What you should do: Which lines in the data below contain the word "dark"? Copy each of those lines in full.

Data supplied:
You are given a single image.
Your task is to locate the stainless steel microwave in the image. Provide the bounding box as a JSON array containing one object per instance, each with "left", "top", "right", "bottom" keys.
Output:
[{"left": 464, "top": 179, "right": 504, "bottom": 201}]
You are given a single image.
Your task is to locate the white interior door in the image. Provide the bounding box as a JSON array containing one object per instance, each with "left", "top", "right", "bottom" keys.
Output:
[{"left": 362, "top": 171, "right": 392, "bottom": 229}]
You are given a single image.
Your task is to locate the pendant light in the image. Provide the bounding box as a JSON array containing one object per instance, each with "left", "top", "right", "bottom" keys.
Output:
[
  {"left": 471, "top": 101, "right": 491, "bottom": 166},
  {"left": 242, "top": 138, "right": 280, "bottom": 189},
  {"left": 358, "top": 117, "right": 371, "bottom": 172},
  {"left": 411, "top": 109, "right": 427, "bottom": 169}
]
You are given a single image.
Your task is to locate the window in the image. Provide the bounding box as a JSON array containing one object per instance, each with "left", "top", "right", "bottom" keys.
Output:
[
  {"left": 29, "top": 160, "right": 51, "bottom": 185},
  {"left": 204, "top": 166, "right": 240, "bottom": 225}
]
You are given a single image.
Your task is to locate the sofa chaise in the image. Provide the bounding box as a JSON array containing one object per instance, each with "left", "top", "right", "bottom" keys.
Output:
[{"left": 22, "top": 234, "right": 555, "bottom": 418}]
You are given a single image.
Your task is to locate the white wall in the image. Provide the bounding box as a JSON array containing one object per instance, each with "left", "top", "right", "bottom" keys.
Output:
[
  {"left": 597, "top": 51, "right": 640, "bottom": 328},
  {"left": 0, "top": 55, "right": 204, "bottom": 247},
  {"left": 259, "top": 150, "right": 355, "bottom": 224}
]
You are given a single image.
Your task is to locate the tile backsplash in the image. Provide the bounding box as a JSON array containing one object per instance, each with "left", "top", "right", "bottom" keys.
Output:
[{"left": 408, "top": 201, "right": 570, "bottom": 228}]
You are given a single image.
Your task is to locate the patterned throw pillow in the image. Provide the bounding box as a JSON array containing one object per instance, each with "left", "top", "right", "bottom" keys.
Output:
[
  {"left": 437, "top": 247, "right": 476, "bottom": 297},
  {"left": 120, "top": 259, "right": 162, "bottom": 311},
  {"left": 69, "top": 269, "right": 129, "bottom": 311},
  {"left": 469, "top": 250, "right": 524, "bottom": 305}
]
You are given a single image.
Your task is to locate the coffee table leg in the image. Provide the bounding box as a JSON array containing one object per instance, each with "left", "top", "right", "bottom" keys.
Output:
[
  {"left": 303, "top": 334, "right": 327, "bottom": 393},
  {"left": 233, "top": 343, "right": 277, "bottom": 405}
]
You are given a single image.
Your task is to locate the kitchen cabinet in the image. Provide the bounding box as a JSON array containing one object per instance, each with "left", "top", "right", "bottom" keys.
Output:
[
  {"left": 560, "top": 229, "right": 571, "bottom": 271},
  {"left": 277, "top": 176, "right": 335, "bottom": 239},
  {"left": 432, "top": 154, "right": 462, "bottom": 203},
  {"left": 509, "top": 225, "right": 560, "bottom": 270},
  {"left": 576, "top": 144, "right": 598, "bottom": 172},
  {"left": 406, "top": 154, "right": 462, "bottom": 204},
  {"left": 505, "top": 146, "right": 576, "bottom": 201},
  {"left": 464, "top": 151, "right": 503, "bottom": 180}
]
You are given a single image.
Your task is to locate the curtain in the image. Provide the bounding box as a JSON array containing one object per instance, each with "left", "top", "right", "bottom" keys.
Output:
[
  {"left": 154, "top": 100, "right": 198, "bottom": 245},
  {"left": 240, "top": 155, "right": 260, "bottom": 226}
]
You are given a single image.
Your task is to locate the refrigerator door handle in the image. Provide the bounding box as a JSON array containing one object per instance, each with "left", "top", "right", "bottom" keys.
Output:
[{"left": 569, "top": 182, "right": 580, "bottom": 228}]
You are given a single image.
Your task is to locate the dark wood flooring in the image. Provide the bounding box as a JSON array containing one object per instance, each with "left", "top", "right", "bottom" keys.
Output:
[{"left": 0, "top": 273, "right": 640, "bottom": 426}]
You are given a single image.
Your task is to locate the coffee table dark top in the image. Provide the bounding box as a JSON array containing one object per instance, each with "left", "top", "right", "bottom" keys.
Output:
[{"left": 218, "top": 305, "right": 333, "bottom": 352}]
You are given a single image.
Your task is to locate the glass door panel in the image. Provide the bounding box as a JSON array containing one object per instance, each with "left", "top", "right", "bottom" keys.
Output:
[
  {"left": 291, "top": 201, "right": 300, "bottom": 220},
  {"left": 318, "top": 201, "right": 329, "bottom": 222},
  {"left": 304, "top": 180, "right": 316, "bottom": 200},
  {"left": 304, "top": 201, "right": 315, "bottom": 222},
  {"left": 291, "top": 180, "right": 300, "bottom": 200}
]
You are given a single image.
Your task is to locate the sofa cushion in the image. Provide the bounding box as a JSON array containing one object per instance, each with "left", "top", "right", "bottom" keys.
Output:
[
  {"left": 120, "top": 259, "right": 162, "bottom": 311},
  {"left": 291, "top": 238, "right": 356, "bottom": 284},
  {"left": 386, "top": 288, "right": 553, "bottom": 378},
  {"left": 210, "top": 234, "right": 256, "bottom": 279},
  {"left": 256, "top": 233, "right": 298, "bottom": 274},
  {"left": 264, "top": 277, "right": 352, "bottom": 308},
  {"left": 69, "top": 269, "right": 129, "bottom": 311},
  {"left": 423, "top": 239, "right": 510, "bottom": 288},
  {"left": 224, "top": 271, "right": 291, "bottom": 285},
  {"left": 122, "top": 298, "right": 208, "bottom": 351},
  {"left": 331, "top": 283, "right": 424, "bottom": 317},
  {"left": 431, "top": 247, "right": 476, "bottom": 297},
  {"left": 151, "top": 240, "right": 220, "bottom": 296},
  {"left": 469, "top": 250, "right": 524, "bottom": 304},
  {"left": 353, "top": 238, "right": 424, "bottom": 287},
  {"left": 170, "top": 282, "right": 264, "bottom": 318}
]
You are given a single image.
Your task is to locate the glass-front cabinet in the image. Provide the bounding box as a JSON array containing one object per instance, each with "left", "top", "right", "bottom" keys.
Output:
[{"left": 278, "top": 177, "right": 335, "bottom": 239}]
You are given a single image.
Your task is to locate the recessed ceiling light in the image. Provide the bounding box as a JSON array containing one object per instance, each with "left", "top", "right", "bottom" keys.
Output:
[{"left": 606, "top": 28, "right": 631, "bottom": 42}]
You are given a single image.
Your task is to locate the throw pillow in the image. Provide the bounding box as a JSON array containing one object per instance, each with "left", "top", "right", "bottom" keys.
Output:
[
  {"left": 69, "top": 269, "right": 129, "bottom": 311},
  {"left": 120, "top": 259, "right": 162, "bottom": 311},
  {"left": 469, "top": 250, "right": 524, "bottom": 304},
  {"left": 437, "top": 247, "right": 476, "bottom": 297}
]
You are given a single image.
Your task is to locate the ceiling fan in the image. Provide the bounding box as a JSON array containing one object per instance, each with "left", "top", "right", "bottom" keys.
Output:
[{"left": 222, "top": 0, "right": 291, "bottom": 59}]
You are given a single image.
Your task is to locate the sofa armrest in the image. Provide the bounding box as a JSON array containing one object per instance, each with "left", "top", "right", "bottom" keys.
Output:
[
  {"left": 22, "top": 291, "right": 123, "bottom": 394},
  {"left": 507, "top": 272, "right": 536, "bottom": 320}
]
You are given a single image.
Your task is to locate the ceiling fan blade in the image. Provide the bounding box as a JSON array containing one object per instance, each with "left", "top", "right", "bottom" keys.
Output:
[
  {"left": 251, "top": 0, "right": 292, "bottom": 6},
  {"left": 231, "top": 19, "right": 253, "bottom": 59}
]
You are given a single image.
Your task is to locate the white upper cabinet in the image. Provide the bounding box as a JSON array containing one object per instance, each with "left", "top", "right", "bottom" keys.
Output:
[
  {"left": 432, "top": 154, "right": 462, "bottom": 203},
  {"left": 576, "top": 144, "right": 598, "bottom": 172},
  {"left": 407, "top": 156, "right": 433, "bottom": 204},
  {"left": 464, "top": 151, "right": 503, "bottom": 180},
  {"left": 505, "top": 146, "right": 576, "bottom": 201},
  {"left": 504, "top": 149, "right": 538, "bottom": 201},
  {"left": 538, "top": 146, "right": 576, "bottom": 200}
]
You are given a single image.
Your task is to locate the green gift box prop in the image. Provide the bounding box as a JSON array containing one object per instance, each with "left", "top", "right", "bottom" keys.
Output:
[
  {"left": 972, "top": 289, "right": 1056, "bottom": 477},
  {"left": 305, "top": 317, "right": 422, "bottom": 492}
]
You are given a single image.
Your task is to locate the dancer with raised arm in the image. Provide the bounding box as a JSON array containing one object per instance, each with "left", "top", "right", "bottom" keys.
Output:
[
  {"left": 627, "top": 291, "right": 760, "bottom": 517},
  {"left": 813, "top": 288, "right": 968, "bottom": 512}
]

Result of this task:
Your task is to locate the dark wood flooring in the image. Provide the bounding box as a JSON array containing one object per instance, each with "left", "top", "right", "bottom" keys.
Your task is to locate the coffee table dark top in the image. Provide the bounding box as a JSON array containing one object per instance, each with "left", "top", "right", "bottom" keys.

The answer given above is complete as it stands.